### Objectif de la tâche
Recopiez fidèlement le passage du discours d'ouverture du congrès PRISME qui va de « Voici le texte » à « dépasse +40 %. », ces deux bornes comprises.

### Extrait
◇ ◇ ◇ ◇ ◇ ◇ ◇
Congrès PRISME – Sur l’emprise mentale et les dérives sectaires

Voici le texte du petit discours d’introduction que j’ai prononcé pour le lancement du congrès du 13 décembre 2025

 

Ouverture du congrès

Bonjour à tous.

Merci d’avoir rejoint aujourd’hui ce premier congrès PRISME : Plateforme de Réflexion et d’Information sur le Sectarisme, la Manipulation et l’Emprise

Je prends la parole quelques minutes pour effectuer des rappels : les phénomènes sectaires ne sont ni marginaux, ni résiduels. Selon les estimations publiques, entre 500 000 et 1 million de personnes en France ont été confrontées à un phénomène d’emprise au cours de leur vie. La Miviludes reçoit chaque année plus de 4 000 signalements, dont environ 20 % concernent des mineurs. Rien que sur les cinq dernières années, la hausse des situations d’emprise signalées dépasse +40 %.

Et ces chiffres ne sont pas des abstractions. Ils représentent des vies bouleversées.
◇ ◇ ◇ ◇ ◇ ◇ ◇
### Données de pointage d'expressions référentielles

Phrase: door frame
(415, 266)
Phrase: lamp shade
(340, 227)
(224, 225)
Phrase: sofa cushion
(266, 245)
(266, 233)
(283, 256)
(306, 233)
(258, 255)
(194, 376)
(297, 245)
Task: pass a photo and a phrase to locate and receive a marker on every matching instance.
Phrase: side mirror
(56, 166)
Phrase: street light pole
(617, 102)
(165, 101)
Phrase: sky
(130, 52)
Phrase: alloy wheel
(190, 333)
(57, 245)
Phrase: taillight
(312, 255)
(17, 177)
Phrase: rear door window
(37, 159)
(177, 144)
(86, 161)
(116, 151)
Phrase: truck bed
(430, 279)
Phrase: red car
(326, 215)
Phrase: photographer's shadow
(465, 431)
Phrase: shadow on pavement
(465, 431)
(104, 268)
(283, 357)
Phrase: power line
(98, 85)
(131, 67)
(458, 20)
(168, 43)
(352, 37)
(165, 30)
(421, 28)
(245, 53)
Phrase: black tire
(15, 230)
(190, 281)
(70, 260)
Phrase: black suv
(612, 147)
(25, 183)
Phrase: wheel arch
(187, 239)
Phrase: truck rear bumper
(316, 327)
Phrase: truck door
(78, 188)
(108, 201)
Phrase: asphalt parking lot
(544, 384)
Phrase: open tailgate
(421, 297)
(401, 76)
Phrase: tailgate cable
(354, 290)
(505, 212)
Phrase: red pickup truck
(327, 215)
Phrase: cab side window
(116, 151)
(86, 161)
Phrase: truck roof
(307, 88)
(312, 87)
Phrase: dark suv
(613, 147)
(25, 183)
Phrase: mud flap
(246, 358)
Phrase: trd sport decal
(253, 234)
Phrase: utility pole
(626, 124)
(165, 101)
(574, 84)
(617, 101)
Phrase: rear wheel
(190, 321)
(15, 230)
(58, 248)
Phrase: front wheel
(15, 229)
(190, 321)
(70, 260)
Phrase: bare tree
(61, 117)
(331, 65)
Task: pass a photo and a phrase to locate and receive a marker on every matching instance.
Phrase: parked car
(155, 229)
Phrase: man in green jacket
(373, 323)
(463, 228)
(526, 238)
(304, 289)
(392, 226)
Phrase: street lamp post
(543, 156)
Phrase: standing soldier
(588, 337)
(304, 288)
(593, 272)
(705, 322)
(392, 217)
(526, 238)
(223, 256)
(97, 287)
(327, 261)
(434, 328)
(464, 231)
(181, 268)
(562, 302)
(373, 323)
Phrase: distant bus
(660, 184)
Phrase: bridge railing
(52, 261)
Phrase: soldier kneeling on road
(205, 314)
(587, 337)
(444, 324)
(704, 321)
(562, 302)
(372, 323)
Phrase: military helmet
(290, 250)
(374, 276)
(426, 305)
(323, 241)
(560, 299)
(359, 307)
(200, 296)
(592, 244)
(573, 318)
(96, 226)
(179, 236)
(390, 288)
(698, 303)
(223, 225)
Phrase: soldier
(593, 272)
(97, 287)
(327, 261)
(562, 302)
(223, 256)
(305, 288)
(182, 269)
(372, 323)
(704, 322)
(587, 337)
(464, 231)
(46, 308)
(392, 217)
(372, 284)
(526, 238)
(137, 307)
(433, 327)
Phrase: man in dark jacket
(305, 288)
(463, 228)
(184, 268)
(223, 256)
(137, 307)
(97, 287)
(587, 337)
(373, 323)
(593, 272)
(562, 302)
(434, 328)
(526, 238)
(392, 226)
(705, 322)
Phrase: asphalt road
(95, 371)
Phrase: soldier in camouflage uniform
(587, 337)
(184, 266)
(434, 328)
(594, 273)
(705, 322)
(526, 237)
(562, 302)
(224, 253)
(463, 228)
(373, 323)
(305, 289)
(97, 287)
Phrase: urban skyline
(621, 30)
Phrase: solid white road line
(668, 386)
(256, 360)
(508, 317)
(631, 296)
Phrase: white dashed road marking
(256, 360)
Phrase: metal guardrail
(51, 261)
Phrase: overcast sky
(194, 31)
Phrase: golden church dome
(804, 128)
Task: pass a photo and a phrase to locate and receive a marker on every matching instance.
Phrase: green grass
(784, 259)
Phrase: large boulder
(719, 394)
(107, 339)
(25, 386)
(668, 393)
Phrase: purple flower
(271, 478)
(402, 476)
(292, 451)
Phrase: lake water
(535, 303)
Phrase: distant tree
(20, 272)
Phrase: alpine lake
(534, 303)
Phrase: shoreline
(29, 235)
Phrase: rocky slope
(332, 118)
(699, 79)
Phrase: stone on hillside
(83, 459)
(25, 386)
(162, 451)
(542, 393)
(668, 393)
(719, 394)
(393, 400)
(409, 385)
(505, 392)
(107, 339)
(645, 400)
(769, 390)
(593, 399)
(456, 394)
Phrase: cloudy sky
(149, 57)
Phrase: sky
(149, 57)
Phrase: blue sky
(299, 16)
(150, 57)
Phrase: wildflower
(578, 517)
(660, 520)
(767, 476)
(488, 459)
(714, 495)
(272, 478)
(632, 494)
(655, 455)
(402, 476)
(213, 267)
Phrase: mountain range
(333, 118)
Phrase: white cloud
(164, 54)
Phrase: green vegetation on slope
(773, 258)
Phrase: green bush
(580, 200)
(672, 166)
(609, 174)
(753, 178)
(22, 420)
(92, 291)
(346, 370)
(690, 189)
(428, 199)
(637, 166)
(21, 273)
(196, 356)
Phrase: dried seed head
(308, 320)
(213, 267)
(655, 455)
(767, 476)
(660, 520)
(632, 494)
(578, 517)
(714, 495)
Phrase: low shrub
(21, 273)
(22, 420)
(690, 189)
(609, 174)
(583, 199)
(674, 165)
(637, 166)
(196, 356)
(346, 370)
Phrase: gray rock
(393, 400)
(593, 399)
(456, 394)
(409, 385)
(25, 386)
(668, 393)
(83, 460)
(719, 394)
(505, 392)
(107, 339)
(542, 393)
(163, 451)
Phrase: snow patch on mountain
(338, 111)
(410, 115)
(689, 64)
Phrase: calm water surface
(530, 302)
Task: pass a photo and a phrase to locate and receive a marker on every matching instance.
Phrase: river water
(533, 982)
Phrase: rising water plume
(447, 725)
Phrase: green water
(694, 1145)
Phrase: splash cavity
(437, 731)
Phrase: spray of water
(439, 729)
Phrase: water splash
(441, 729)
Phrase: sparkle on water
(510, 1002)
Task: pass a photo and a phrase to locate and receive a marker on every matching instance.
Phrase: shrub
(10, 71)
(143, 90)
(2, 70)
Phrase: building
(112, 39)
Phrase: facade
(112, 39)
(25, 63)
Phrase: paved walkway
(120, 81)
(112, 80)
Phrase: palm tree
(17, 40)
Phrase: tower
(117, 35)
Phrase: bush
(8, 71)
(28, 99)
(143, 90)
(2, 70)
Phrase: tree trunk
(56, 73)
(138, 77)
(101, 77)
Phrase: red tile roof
◇ ◇ ◇ ◇ ◇ ◇ ◇
### Réponse ci-dessous
Voici le texte du petit discours d’introduction que j’ai prononcé pour le lancement du congrès du 13 décembre 2025

 

Ouverture du congrès

Bonjour à tous.

Merci d’avoir rejoint aujourd’hui ce premier congrès PRISME : Plateforme de Réflexion et d’Information sur le Sectarisme, la Manipulation et l’Emprise

Je prends la parole quelques minutes pour effectuer des rappels : les phénomènes sectaires ne sont ni marginaux, ni résiduels. Selon les estimations publiques, entre 500 000 et 1 million de personnes en France ont été confrontées à un phénomène d’emprise au cours de leur vie. La Miviludes reçoit chaque année plus de 4 000 signalements, dont environ 20 % concernent des mineurs. Rien que sur les cinq dernières années, la hausse des situations d’emprise signalées dépasse +40 %.